### Your task
Retype exactly the lines that run from the start of the data to the line holding "target: blue jeans", including both, and only those.
Dataset excerpts Block Start
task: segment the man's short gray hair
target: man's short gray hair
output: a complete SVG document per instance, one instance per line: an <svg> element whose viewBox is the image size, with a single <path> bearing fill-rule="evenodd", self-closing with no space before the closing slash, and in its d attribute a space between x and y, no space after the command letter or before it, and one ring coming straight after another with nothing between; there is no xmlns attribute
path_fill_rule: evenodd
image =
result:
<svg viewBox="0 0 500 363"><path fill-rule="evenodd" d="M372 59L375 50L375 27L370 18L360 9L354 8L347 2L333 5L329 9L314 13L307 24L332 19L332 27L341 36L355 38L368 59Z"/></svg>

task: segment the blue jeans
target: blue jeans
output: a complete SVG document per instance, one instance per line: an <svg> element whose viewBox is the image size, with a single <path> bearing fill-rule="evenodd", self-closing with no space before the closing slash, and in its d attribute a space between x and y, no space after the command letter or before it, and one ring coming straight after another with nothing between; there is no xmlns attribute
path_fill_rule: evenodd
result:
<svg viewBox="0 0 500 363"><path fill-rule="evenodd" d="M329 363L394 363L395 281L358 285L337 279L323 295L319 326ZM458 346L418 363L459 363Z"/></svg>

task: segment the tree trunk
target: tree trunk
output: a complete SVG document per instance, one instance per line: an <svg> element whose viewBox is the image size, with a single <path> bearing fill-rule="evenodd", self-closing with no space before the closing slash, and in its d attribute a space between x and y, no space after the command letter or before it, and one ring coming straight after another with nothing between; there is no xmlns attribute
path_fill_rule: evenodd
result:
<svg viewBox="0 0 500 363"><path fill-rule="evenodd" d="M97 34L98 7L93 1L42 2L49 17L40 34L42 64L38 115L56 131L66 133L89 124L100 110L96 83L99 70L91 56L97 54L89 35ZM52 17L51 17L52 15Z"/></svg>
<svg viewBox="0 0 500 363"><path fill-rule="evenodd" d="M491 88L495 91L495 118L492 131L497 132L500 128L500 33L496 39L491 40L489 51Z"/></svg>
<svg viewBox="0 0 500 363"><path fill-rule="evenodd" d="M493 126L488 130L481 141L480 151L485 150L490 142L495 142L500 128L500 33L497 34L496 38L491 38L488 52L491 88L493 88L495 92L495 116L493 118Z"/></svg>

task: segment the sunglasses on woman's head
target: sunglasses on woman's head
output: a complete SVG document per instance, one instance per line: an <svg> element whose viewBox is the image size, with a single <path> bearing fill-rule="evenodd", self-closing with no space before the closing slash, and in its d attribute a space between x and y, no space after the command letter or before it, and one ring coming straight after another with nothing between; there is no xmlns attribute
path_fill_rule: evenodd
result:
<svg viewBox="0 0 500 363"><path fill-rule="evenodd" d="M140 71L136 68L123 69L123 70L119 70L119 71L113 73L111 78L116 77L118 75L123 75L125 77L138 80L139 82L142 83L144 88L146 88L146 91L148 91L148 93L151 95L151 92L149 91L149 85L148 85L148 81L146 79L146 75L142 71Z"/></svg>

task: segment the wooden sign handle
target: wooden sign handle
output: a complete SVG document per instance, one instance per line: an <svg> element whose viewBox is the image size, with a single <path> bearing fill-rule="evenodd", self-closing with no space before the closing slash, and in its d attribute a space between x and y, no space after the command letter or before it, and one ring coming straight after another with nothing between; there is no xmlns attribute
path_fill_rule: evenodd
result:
Dataset excerpts Block End
### Solved exercise
task: segment the man's short gray hair
target: man's short gray hair
output: a complete SVG document per instance, one instance per line: an <svg> element whose viewBox is the image size, with a single <path> bearing fill-rule="evenodd", self-closing with no space before the closing slash, and in its d attribute a space between x and y, no space after the command letter or before it, and one ring coming straight after another with nothing between; there is no xmlns attribute
path_fill_rule: evenodd
image =
result:
<svg viewBox="0 0 500 363"><path fill-rule="evenodd" d="M372 59L375 50L375 27L370 18L360 9L354 8L347 2L333 5L329 9L314 13L307 24L332 19L332 27L341 36L355 38L368 59Z"/></svg>

task: segment the blue jeans
target: blue jeans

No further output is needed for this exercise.